▶ REQUIRED TASK 1
Report every row below that contains the word "field", copying each such row in full.

---------- SELECTED TEXT

# US tax forms post renunciation of citizenship



## amills

I had dual US & UK nationality. I renounced my US citizenship in October 2013 upon returning to the UK. I know I have to file form 8854. My tax adviser said I file 1040NR as a non-resident alien but I think he may be mistaken. Surely I file the usual 1040 as a US resident until for the time up to October. Does anyone know?

I have not had any US income since my return in October and I'm not a "covered expatriate" (assets of $2 million, etc.).

Many thanks for any advice you can give me.


----------



## DavidMcKeegan

Hi Amills,

Actually your tax preparer is correct, you would file the 1040NR. For the 2013 tax year you would be considered "dual status" (you were both a resident and a non resident), and according to the IRS website, if you were a non resident at the end of the year;

"You must file Form 1040NR, U.S. Nonresident Alien Income Tax Return or Form 1040NR-EZ, U.S. Income Tax Return for Certain Nonresident Aliens With No Dependents if you are a dual-status taxpayer who gives up residence in the United States during the year and who is not a U.S. resident on the last day of the tax year. Write "Dual-Status Return" across the top of the return. Attach a statement to your return to show the income for the part of the year you are a resident. You can use Form 1040, U.S. Individual Income Tax Return as the statement, but be sure to mark "Dual-Status Statement" across the top."

--------------------

▶ REQUIRED TASK 2
Continue the forum thread on US tax forms after renouncing citizenship from the point where it stops.

---------- DATA SUPPLIED

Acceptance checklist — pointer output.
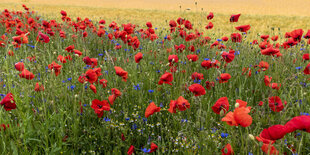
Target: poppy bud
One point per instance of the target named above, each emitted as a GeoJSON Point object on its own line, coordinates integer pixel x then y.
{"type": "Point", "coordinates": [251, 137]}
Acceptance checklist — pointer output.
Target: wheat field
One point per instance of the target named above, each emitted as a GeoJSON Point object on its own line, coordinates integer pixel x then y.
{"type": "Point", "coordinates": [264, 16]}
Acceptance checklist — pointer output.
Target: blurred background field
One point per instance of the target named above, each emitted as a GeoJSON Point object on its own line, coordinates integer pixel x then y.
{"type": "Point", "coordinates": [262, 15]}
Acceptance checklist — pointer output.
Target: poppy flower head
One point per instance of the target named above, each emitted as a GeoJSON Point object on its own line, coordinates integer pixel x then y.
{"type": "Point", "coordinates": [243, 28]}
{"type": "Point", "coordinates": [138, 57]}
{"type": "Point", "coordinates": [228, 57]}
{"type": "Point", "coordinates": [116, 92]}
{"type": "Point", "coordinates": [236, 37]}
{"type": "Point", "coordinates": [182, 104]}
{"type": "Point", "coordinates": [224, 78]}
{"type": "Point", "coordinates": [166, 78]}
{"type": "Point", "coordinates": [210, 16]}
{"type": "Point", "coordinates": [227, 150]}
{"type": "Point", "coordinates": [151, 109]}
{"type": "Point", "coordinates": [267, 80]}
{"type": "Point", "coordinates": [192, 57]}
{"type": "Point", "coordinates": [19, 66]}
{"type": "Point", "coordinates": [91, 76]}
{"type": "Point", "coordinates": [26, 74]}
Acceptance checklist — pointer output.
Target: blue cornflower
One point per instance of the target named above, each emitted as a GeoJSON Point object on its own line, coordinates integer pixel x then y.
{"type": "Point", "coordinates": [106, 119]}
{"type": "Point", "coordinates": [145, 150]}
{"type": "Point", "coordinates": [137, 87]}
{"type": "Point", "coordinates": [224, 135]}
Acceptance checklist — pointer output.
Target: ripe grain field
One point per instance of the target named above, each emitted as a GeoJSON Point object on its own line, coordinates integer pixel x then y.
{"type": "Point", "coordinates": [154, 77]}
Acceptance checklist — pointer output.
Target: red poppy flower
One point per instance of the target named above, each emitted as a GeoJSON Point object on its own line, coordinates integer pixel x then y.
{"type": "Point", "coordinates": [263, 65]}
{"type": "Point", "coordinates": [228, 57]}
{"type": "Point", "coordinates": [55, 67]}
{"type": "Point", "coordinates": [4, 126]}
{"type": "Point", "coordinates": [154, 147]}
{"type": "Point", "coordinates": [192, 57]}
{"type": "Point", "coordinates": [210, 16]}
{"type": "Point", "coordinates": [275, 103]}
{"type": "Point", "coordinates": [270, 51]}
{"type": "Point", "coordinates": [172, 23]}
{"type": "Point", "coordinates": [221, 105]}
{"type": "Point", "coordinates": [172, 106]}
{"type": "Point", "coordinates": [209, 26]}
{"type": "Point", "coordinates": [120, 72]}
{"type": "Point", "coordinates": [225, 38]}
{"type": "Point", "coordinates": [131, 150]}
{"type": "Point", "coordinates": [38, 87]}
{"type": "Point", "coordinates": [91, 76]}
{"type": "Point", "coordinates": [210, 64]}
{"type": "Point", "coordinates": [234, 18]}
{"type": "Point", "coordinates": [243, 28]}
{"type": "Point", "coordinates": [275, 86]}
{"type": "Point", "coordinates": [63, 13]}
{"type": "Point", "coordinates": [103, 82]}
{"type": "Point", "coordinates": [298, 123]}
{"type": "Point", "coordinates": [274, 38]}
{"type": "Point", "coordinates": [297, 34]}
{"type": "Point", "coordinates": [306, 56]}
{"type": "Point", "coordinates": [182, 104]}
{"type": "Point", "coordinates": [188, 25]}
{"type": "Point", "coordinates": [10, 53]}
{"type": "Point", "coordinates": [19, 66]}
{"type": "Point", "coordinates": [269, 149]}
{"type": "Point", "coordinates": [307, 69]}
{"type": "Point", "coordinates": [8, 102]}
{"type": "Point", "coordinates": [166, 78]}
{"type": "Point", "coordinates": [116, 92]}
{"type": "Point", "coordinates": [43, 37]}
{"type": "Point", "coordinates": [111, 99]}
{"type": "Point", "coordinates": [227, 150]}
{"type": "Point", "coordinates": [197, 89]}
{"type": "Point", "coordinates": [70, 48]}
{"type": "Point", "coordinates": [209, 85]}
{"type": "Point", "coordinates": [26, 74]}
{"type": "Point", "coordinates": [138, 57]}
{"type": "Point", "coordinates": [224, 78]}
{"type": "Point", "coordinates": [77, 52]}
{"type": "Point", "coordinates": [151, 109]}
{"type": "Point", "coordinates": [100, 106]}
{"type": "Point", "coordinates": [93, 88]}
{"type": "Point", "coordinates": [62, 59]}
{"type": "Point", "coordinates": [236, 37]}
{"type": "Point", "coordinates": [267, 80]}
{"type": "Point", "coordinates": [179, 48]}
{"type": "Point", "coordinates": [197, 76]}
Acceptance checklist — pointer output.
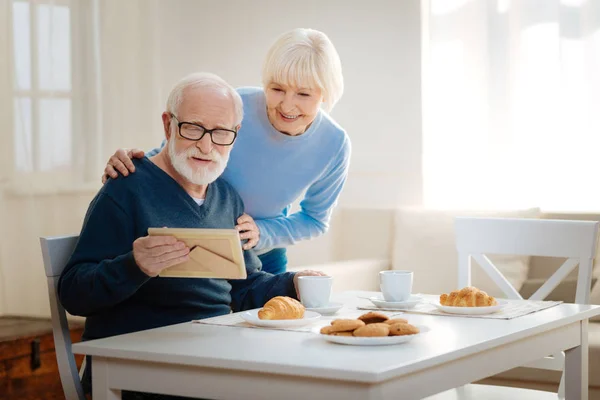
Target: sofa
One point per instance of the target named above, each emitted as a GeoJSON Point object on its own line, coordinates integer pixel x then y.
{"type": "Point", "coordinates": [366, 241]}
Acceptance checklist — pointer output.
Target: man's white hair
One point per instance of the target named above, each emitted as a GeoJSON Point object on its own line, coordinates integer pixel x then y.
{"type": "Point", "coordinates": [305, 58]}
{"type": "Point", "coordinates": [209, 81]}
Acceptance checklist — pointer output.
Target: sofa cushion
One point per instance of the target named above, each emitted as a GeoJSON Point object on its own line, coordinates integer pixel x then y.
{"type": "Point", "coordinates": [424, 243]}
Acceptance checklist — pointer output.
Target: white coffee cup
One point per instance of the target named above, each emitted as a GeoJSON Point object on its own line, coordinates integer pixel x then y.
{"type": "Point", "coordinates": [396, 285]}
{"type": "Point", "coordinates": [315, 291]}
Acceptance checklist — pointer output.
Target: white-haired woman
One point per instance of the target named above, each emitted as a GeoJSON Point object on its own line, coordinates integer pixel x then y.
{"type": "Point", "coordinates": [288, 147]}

--------------------

▶ EXPECTED OUTPUT 1
Target: wheat field
Target: blurred background field
Target: ripe grain field

▶ EXPECTED OUTPUT 2
If you want more information, you can view the IRS page, http://www.irs.gov/Individuals/International-Taxpayers/Taxation-of-Dual-Status-Aliens.

**Please note that most preparers (in practice) will complete the standard 1040 to determine your liability while still a resident, and then flow that information over to the 1040NR. The 1040NR will be the main item of your return, but it is entirely possible for both forms to be included.

I hope this helps!

David McKeegan


----------



## amills

Thank you very much. Your answer has given me faith in the tax preparer! Thanks also for the link to the Taxation of Dual-Status Aliens. I'll read this in the morning when I'm feeling more alert. Tending to be a little nervous about getting everything right - I don't find all the detail and wording easy to understand.


----------



## amills

Oh. It so happens I'm using your company to do my return!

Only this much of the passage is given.